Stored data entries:
######
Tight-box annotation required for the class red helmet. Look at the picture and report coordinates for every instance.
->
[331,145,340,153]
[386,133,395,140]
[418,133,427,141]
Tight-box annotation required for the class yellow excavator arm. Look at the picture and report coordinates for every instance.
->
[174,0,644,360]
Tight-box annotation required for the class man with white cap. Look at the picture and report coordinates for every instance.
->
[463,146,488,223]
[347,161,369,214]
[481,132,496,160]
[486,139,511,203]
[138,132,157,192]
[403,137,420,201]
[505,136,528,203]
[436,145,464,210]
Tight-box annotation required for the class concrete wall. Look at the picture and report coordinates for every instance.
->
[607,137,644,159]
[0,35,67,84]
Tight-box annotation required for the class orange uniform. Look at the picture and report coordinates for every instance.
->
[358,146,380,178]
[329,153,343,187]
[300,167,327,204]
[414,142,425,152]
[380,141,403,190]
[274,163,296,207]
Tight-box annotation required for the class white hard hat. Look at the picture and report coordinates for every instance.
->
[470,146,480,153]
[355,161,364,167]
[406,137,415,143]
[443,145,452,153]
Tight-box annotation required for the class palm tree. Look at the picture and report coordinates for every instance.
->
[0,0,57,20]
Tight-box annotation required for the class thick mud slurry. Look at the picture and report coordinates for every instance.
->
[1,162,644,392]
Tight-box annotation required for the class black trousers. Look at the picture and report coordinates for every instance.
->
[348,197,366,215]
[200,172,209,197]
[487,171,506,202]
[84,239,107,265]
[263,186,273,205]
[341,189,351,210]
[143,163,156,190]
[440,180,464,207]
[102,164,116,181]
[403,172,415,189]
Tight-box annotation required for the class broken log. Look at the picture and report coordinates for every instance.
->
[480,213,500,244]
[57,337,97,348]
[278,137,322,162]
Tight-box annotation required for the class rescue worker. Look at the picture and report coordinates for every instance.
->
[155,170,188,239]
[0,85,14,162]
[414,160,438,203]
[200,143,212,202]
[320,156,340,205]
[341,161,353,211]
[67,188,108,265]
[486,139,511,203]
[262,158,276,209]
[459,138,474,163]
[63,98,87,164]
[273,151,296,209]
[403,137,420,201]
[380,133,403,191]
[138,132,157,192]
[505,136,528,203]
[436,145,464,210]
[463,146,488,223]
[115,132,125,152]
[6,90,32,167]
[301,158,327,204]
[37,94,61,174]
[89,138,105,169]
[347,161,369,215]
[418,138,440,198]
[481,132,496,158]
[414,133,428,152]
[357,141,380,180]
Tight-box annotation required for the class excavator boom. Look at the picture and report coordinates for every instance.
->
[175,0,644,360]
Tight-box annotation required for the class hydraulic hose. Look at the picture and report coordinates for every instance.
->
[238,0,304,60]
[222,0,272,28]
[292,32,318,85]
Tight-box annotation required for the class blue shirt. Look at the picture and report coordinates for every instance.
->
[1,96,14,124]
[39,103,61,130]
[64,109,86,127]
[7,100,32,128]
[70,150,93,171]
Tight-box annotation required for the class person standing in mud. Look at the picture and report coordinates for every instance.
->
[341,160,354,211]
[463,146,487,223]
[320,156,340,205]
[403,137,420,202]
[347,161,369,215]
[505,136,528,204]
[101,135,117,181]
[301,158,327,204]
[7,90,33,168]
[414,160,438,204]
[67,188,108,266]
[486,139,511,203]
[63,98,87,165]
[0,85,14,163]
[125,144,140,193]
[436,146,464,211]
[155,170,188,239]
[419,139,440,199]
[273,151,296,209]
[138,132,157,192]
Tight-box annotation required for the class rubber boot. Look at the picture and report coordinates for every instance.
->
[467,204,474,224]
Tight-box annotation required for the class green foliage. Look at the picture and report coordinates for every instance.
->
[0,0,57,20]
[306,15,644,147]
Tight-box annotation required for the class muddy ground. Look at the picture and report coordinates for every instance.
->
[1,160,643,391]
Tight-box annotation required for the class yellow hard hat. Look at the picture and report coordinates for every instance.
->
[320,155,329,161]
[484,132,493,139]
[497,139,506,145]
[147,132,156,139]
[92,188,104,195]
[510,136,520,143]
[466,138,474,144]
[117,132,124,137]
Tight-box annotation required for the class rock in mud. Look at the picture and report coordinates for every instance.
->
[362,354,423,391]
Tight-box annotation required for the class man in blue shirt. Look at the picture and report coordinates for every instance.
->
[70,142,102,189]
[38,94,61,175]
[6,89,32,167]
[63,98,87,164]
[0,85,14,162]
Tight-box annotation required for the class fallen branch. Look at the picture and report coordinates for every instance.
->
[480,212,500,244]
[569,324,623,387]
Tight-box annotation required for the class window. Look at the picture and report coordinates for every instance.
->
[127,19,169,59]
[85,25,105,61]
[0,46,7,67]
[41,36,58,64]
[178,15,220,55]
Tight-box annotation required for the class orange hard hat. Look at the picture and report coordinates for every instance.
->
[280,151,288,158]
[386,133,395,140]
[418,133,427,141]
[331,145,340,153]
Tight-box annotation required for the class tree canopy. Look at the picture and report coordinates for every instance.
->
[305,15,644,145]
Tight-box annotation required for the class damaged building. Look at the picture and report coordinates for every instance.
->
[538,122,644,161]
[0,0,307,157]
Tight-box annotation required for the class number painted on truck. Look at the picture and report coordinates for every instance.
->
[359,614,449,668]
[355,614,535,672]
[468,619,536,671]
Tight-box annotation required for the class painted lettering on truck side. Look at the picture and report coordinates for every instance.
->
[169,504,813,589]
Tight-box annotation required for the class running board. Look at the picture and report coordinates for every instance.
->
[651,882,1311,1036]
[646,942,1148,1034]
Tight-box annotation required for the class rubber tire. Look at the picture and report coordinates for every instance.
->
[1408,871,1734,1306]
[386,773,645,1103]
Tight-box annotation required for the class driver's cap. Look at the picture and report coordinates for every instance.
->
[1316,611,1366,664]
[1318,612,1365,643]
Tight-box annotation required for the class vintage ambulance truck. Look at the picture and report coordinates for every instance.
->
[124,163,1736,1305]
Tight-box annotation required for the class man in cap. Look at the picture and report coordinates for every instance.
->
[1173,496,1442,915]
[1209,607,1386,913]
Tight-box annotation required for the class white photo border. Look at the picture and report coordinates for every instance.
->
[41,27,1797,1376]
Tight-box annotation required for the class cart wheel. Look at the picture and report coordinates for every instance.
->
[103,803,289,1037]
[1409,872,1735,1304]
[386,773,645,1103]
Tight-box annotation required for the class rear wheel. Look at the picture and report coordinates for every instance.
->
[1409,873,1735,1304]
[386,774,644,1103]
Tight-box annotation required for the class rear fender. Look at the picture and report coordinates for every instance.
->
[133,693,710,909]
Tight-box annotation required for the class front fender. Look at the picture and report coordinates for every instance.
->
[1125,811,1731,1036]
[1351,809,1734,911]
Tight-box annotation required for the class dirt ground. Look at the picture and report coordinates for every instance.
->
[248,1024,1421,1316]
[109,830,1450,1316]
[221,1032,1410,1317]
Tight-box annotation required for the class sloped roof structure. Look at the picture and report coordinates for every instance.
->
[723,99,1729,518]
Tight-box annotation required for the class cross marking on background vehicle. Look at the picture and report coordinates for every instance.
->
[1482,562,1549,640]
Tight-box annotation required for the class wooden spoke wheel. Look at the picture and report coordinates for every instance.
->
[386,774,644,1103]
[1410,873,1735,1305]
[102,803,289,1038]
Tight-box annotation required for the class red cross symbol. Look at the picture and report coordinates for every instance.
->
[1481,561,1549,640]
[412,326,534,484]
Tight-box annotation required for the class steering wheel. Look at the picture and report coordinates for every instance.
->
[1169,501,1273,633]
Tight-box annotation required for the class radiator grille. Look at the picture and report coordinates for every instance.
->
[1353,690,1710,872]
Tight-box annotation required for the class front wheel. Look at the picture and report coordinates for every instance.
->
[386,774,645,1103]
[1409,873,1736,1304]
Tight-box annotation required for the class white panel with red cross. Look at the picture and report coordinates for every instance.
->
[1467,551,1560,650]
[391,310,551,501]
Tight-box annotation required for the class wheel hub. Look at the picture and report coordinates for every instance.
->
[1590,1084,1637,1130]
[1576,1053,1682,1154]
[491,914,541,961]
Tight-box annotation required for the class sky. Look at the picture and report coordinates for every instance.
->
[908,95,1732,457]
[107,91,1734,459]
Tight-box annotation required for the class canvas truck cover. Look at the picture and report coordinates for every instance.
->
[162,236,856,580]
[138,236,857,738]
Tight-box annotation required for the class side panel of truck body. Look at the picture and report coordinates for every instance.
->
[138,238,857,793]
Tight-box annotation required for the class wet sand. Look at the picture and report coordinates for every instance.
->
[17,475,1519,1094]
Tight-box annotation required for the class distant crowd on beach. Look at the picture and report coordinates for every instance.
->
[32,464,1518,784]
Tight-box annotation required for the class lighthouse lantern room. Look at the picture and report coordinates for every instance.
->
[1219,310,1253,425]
######
TASK BRIEF =>
Repeat word for word each line from the one with "Tight-box annotation required for the class distant" to the end of the records above, inclusive.

ANSWER SPACE =>
Tight-box annotation required for the class distant crowd on beach. Look at the picture and report coordinates for every instance.
->
[32,464,1518,784]
Tight-box annotation required for the class lighthouse lantern room. Look at the picture and report coordinates for every instance.
->
[1219,310,1253,425]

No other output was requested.